> Your task
List each line from the rows below that contains the word "woman", copying every such line in full.

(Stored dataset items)
- - - - - - -
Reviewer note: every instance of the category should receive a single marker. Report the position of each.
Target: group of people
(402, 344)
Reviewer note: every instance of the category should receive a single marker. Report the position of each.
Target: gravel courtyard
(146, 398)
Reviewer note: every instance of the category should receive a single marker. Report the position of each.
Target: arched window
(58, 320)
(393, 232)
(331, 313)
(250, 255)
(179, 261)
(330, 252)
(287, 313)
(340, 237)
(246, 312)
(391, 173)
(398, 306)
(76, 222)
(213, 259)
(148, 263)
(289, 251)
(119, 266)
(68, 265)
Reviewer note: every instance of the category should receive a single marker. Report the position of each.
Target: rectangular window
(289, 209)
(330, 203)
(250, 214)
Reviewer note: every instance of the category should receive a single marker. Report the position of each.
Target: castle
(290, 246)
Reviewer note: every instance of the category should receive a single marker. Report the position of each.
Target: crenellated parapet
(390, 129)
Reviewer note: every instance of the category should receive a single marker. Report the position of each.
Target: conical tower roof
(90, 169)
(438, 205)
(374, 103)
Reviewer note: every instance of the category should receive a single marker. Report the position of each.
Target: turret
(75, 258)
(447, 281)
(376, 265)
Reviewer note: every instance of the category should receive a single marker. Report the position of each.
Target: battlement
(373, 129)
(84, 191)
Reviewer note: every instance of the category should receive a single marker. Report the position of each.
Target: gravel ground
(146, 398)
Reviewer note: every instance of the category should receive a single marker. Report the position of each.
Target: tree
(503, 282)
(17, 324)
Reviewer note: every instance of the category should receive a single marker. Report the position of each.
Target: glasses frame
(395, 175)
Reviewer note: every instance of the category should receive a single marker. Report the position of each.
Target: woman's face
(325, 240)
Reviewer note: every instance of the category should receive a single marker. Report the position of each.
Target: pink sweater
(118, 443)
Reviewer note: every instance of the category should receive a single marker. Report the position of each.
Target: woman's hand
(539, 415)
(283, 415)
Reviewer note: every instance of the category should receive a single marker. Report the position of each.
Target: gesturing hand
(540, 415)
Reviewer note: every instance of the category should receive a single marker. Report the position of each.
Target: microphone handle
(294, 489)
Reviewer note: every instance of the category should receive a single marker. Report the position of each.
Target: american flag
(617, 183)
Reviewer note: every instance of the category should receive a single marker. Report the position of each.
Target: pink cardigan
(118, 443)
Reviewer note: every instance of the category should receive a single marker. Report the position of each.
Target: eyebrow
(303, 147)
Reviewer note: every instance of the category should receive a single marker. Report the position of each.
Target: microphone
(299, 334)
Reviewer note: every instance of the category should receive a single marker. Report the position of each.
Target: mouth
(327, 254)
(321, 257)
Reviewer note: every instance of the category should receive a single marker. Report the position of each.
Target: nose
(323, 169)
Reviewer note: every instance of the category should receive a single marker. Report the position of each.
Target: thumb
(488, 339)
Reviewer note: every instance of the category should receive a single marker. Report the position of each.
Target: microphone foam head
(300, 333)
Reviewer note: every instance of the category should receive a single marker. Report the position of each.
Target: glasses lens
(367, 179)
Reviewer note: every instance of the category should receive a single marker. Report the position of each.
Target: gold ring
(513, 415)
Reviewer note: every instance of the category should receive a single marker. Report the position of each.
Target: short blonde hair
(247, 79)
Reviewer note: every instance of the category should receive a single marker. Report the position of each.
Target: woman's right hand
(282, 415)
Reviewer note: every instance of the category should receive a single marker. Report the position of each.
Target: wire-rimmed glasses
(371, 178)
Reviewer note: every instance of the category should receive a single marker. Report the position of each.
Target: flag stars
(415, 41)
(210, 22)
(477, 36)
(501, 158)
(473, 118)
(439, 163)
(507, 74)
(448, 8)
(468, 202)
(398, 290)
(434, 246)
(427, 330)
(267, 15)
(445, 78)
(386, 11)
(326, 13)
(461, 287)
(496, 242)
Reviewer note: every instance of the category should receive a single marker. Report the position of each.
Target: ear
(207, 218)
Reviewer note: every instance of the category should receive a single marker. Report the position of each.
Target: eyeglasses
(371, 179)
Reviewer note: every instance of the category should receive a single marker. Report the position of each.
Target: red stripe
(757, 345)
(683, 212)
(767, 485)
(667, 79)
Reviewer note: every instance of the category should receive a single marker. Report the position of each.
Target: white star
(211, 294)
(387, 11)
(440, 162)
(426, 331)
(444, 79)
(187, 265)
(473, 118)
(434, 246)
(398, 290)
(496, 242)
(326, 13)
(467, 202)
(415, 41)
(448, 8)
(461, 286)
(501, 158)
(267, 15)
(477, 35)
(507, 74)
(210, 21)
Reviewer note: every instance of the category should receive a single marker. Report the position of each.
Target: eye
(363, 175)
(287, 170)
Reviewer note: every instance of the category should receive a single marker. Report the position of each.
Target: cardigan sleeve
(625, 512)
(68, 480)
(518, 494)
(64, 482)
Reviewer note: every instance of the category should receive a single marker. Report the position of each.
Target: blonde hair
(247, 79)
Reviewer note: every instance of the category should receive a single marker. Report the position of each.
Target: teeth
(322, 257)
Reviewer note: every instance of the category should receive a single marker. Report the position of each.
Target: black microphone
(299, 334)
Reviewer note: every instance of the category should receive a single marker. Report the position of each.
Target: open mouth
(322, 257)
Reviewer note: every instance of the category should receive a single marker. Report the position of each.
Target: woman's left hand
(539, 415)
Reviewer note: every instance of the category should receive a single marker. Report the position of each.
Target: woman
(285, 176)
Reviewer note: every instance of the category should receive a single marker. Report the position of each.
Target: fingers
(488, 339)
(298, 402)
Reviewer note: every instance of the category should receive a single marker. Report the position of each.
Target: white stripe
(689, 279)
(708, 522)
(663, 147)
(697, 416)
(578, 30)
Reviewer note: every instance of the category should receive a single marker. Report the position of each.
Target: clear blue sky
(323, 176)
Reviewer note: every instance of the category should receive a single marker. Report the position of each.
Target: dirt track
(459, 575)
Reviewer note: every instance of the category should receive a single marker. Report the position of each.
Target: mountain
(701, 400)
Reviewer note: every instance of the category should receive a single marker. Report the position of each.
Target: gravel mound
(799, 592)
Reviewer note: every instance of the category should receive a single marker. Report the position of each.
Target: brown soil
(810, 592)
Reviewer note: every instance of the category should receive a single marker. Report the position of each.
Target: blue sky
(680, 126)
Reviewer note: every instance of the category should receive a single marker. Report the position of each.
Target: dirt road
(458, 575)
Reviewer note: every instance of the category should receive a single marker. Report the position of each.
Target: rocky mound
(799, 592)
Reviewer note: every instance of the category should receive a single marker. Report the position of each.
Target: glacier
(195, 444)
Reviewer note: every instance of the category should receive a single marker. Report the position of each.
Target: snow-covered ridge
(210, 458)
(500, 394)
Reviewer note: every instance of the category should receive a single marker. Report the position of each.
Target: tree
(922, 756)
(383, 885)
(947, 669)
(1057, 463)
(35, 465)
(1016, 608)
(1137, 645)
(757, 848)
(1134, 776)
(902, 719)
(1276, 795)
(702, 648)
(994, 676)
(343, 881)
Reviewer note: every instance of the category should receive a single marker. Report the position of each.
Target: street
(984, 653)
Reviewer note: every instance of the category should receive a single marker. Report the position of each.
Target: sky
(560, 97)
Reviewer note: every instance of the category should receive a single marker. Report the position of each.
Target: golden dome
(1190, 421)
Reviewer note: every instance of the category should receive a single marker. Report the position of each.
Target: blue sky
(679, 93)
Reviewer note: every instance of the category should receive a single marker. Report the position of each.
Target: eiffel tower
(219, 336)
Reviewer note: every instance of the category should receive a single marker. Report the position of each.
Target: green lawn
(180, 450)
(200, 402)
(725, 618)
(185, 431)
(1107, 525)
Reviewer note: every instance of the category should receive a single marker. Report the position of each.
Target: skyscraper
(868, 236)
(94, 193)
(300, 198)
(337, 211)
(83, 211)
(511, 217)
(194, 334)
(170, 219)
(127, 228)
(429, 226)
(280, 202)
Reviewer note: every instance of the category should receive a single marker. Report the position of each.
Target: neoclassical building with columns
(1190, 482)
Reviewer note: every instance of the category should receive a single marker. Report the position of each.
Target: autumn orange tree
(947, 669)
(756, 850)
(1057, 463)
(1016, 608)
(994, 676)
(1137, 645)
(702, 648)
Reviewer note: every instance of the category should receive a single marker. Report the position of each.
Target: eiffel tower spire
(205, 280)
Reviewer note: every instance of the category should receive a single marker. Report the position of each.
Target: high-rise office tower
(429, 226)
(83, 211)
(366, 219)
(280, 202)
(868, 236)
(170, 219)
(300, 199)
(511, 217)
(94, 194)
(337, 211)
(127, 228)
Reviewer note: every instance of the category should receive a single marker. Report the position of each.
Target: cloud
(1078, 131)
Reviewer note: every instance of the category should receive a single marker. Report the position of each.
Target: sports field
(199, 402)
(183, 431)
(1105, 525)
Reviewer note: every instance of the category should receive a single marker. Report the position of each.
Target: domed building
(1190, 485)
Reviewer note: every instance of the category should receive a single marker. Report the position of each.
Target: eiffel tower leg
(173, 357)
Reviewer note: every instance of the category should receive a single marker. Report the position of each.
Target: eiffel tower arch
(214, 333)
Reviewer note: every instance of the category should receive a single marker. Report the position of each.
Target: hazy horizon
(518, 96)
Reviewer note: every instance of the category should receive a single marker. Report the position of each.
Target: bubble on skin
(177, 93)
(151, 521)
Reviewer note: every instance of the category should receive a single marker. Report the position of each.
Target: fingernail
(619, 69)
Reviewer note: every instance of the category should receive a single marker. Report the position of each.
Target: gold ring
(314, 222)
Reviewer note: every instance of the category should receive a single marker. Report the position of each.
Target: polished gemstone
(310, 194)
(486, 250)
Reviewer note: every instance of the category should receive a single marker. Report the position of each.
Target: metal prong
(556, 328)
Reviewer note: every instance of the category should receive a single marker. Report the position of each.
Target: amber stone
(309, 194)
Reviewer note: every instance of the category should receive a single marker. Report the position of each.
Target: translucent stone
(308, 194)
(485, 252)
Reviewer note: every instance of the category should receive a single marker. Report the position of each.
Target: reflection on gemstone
- - - - - - -
> Task response
Target: woman's face
Target: woman's hand
Target: woman's right hand
Target: woman's left hand
Target: woman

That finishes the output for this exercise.